● Your assignment: Copy the data that follows exactly as it is, excluding all pictures.

(Point-per-instance localization data)
■ ■ ■
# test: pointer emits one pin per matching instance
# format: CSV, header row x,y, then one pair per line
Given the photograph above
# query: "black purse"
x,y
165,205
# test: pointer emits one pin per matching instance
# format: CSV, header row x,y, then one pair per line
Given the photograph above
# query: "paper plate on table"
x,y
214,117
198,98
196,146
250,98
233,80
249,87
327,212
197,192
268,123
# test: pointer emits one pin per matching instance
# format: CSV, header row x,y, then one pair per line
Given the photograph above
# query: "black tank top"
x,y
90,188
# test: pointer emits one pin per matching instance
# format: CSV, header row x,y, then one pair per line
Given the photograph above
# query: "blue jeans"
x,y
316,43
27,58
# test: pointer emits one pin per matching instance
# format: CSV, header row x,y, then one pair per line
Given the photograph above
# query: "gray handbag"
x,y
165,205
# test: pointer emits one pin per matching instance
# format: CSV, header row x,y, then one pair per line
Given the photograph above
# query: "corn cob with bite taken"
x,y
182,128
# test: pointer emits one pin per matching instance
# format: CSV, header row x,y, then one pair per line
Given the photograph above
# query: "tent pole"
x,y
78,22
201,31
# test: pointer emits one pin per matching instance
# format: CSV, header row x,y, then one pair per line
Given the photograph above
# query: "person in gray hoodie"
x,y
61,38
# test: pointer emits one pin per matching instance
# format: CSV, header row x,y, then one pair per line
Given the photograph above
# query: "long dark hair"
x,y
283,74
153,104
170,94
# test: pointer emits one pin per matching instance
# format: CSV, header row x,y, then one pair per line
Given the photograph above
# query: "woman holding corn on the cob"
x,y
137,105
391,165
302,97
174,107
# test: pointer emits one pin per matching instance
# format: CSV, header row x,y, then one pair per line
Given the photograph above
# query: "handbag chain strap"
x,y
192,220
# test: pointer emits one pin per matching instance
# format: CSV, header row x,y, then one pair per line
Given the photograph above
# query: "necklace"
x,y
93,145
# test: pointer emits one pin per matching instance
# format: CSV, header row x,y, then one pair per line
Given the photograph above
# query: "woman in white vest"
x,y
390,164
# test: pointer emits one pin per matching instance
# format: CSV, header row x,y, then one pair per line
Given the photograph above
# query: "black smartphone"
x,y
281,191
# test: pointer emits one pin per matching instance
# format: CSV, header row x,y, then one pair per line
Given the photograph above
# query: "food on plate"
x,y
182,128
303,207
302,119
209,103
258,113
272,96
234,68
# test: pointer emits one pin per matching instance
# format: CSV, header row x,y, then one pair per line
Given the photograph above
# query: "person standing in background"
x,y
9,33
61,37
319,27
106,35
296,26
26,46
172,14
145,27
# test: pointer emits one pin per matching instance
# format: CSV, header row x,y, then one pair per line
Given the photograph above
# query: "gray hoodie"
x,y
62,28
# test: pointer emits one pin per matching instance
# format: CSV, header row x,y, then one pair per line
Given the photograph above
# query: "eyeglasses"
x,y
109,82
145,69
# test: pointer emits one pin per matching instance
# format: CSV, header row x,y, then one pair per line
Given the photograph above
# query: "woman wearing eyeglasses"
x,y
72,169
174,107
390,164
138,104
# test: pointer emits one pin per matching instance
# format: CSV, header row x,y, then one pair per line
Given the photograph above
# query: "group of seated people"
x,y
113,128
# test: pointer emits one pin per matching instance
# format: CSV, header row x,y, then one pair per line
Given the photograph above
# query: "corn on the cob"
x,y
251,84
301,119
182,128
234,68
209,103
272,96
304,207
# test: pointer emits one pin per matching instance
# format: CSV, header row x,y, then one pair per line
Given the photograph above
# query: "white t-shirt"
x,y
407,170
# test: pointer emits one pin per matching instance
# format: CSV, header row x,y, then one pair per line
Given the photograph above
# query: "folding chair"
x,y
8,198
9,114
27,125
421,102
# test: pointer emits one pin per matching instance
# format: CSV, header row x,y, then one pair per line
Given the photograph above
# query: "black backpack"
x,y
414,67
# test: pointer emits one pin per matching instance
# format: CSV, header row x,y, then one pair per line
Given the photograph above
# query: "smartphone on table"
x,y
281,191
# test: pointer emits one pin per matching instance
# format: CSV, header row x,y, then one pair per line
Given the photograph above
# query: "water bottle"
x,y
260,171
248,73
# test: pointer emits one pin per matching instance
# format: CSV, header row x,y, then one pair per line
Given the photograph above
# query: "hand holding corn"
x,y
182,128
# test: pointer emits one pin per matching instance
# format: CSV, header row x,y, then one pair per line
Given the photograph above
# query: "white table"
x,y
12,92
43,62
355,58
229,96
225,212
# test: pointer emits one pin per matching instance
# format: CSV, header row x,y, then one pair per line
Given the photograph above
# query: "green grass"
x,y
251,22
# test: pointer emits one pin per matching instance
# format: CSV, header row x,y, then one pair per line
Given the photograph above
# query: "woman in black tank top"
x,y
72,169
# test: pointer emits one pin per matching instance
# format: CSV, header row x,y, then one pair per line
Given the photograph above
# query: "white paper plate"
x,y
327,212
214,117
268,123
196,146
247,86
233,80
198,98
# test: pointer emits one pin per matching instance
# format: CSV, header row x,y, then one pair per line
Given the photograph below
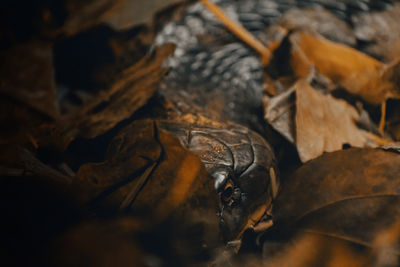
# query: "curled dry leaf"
x,y
315,122
355,71
27,75
350,195
148,174
319,20
306,249
325,124
279,112
132,90
380,31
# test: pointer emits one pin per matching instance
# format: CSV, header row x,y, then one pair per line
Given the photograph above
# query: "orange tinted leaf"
x,y
325,124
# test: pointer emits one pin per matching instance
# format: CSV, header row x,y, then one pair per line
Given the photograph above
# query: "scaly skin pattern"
x,y
217,71
216,84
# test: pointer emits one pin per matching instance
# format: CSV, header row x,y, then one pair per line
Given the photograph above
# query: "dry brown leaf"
x,y
307,250
325,124
320,20
132,90
355,71
349,195
380,31
27,75
279,112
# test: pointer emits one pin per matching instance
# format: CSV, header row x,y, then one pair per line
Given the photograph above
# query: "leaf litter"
x,y
332,205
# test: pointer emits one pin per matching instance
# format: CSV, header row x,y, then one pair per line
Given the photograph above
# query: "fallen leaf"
x,y
325,124
380,32
359,73
132,90
28,76
349,195
319,20
279,113
307,249
149,175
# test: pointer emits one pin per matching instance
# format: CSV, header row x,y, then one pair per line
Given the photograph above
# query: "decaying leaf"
x,y
325,124
306,249
380,31
27,75
319,20
130,92
279,112
315,122
148,174
350,195
358,73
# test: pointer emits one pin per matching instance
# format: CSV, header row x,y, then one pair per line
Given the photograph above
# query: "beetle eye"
x,y
228,192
■ ■ ■
● Result of the exercise:
# test: pointer emits one pin per matching instance
# format: CSV, header row x,y, then one pair per line
Given the photograph above
# query: "black purse"
x,y
165,205
# test: pointer emits one pin per matching instance
# format: CSV, header row x,y, then one pair per line
Given the photograph above
# query: "paper plate on table"
x,y
214,117
198,98
196,146
250,98
233,80
249,87
327,212
197,192
268,123
# test: pointer emits one pin per matching instance
# format: CSV, header row x,y, then one pair per line
Given the photograph above
# query: "black tank top"
x,y
90,188
# test: pointer emits one pin per matching instance
# format: CSV, header row x,y, then one pair per line
Given the photograph above
# query: "blue jeans"
x,y
316,43
27,58
# test: pointer emits one pin per matching instance
# format: CSV, header row x,y, then one pair per line
Given the photograph above
# query: "gray handbag"
x,y
165,205
# test: pointer emits one pin per matching instance
# format: CSV, header row x,y, then one pair per line
Given the photograph above
# query: "corn cob with bite taken"
x,y
182,128
# test: pointer emits one pin per matching instance
# format: CSV, header row x,y, then one pair per line
Given the photograph above
# query: "tent pole"
x,y
78,22
201,31
# test: pointer emits one pin per matching instance
# format: CSV, header row x,y, then one pair per line
Given the photograph above
# query: "person in gray hoodie"
x,y
61,38
# test: pointer emits one pin per matching instance
# format: CSV, header row x,y, then one pair per line
Given the photograph above
# query: "long dark hair"
x,y
283,74
153,104
170,94
# test: pointer emits one pin per matching instance
# format: CSV, header row x,y, then one pair per line
Given the photograph above
# query: "woman holding corn on the cob"
x,y
137,105
391,165
302,97
174,107
# test: pointer emits one pin per matching instance
# format: CSV, header row x,y, then one pair per line
Given the photograph above
# query: "handbag chain strap"
x,y
192,220
# test: pointer emits one pin per matching instance
# format: CSV, header row x,y, then one pair per line
Given the photograph above
# query: "necklace"
x,y
93,145
# test: pointer emits one pin per matching instance
# format: CSV, header row x,y, then one pair per line
Given the photograph above
# query: "woman in white vest"
x,y
390,164
# test: pointer emits one pin per matching instance
# format: CSV, header row x,y, then one pair per line
Given the photograph above
# query: "black smartphone"
x,y
281,191
# test: pointer emits one pin per matching instance
# format: CSV, header row x,y, then one pair per line
Given the photograph above
# query: "food on plate"
x,y
182,128
303,207
302,119
209,103
258,113
272,96
234,68
# test: pointer emits one pin per matching instance
# format: CSV, header row x,y, then one pair per line
Given the photograph above
# query: "person standing in background"
x,y
9,33
61,37
319,27
106,35
296,26
26,46
172,14
145,27
# test: pointer emits one pin per matching instance
# format: CSV, header row x,y, then one pair per line
Given the photograph above
# query: "gray hoodie"
x,y
62,28
# test: pointer emits one pin per matching instance
# format: CSV, header row x,y, then one pair per line
Given the photograph above
# query: "eyeglasses"
x,y
109,82
145,69
# test: pointer emits one pin per matching instance
# format: CSV, header row x,y, then one pair per line
Given the photograph above
# query: "woman wearing eyeglasses"
x,y
72,169
174,107
390,164
138,104
# test: pointer emits one pin per matching instance
# format: CSV, header row x,y, then one pair per line
Given the photograph above
# query: "group of seated people"
x,y
113,128
# test: pointer emits one pin per matching instance
# format: CSV, header row x,y, then one pair per line
Given the photograph above
# query: "corn on the cob"
x,y
251,84
301,119
182,128
234,68
209,103
272,96
304,207
# test: pointer emits one pin per matching instance
# format: CSV, header row x,y, then one pair per line
Given the photograph above
# query: "white t-shirt"
x,y
407,170
# test: pointer emits one pin per matching instance
# format: CSV, header row x,y, then one pair per line
Given the photograph above
# query: "folding chair"
x,y
8,198
9,114
27,125
421,102
# test: pointer emits one pin per matching instance
# format: CSV, header row x,y, then one pair per line
Given the photograph above
# query: "black backpack"
x,y
414,67
# test: pointer emits one pin per matching instance
# format: CSV, header row x,y, then one pair per line
Given the photograph above
# query: "smartphone on table"
x,y
281,191
# test: pointer emits one pin per matching instance
# format: CSV, header row x,y, then one pair per line
Given the photograph above
# query: "water bottle"
x,y
260,171
248,73
# test: pointer emits one pin per matching instance
# format: CSV, header row x,y, then one pair per line
Given the photograph above
# query: "hand holding corn"
x,y
182,128
# test: pointer emits one pin per matching instance
# format: CSV, header row x,y, then one pair per line
Given the photograph above
# query: "white table"
x,y
12,92
43,62
355,58
229,96
225,212
# test: pointer emits one pin per matching instance
# format: CSV, header row x,y, then one pair per line
Given the photograph above
# query: "green grass"
x,y
251,22
# test: pointer emits one pin per matching instance
# format: CSV, header row x,y, then one pair per line
Given the photograph above
# query: "woman in black tank top"
x,y
72,169
# test: pointer emits one pin per matching instance
# format: CSV, header row x,y, then one pair per line
Given the photograph above
# query: "white paper plate"
x,y
327,212
214,117
268,123
196,146
247,86
233,80
198,98
# test: pointer emits one pin per matching instance
# format: CSV, header row x,y, then one pair per line
Given the photograph below
# query: "curled dry leaf"
x,y
315,122
355,71
27,75
350,195
148,174
319,20
306,249
325,124
279,112
132,90
380,31
# test: pointer emits one pin per matching instance
# format: CSV, header row x,y, then one pair per line
Given the photograph above
# query: "orange tinted leaf"
x,y
325,124
# test: pointer emits one pin per matching instance
# format: CSV, header row x,y, then one pair per line
Given the photograph above
# query: "scaly skin pattern"
x,y
217,71
216,84
# test: pointer emits one pin per matching instance
# format: CSV, header row x,y, then one pair per line
Given the photograph above
# query: "dry brown leaf"
x,y
307,250
325,124
320,20
132,90
355,71
349,195
380,31
27,75
279,112
# test: pointer emits one pin per matching instance
# format: CSV, header row x,y, then one pair per line
Given the photograph above
# query: "leaf litter"
x,y
332,205
# test: pointer emits one pin per matching instance
# format: CSV, header row x,y, then one pair per line
Given the photograph above
# query: "fallen leaf"
x,y
325,124
380,32
359,73
132,90
28,76
349,195
319,20
279,113
307,249
149,175
# test: pointer emits one pin per matching instance
# format: CSV, header row x,y, then one pair per line
Given the photograph above
# query: "decaying leaf"
x,y
325,124
306,249
380,31
27,75
319,20
130,92
279,112
315,122
148,174
350,195
358,73
# test: pointer emits one pin per matching instance
# format: CSV, header row x,y, then one pair per line
Given the photograph above
# query: "beetle eye"
x,y
228,192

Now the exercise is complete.